### What you have to do:
Produce all the records again exactly as they stand.

::: Stored data

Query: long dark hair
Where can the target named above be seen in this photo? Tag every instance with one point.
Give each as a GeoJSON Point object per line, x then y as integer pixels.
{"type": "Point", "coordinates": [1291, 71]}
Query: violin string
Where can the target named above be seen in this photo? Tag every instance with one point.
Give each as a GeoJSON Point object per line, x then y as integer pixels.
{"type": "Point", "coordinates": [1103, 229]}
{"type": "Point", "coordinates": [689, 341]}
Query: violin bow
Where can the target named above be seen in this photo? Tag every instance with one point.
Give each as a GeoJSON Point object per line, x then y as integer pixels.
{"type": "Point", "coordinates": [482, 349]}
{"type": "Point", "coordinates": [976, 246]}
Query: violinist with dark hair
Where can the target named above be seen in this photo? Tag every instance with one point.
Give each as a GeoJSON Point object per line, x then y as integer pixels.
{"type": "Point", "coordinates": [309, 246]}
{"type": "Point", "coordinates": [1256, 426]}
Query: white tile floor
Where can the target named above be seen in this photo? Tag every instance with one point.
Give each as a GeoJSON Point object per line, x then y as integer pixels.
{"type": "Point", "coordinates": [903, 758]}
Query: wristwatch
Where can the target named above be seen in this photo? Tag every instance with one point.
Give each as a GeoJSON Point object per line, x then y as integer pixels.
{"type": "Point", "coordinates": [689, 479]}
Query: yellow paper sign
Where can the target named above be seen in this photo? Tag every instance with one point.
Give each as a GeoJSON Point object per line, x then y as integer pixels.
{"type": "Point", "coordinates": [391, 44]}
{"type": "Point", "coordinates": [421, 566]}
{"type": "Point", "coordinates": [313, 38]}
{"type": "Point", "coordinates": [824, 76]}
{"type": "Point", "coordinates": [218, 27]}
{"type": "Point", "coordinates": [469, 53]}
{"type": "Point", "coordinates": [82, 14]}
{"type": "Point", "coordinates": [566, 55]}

::::::

### Solution:
Query: long dark hair
Where can the target named above be seen in this photo? Tag every instance with one point.
Give each as a GeoJSON Point object per line, x then y as integer pixels.
{"type": "Point", "coordinates": [1291, 71]}
Query: violin string
Where can the target named above be seen in this photo? Tag every instance with one point.
Give each as a GeoJSON Point object per line, x then y as integer pixels.
{"type": "Point", "coordinates": [1103, 229]}
{"type": "Point", "coordinates": [689, 341]}
Query: violin bow
Where can the target named above be seen in this photo? Tag every instance with one point.
Give each as a GeoJSON Point object per line, x then y as integer pixels.
{"type": "Point", "coordinates": [482, 349]}
{"type": "Point", "coordinates": [976, 246]}
Query: violinist with dark hair
Where can the target named above be seen in this photo? Tag every instance with one point.
Give each as a GeoJSON Point object per line, x then y as integer pixels.
{"type": "Point", "coordinates": [309, 246]}
{"type": "Point", "coordinates": [1256, 426]}
Query: white tile floor
Where can the target named above be seen in this photo? Tag every instance with one point.
Give each as a GeoJSON Point object per line, x then y as integer pixels.
{"type": "Point", "coordinates": [903, 758]}
Query: wristwatch
Where can the target named above be seen in this photo? Tag every instance with one point.
Give each as a GeoJSON Point object per line, x then y as integer pixels.
{"type": "Point", "coordinates": [689, 479]}
Query: yellow paper sign
Where can the target named above be seen in this photo? Tag every instance with one point.
Give each as a GeoJSON Point object per line, x then y as integer pixels.
{"type": "Point", "coordinates": [391, 44]}
{"type": "Point", "coordinates": [421, 566]}
{"type": "Point", "coordinates": [313, 38]}
{"type": "Point", "coordinates": [824, 76]}
{"type": "Point", "coordinates": [218, 27]}
{"type": "Point", "coordinates": [469, 53]}
{"type": "Point", "coordinates": [82, 14]}
{"type": "Point", "coordinates": [566, 55]}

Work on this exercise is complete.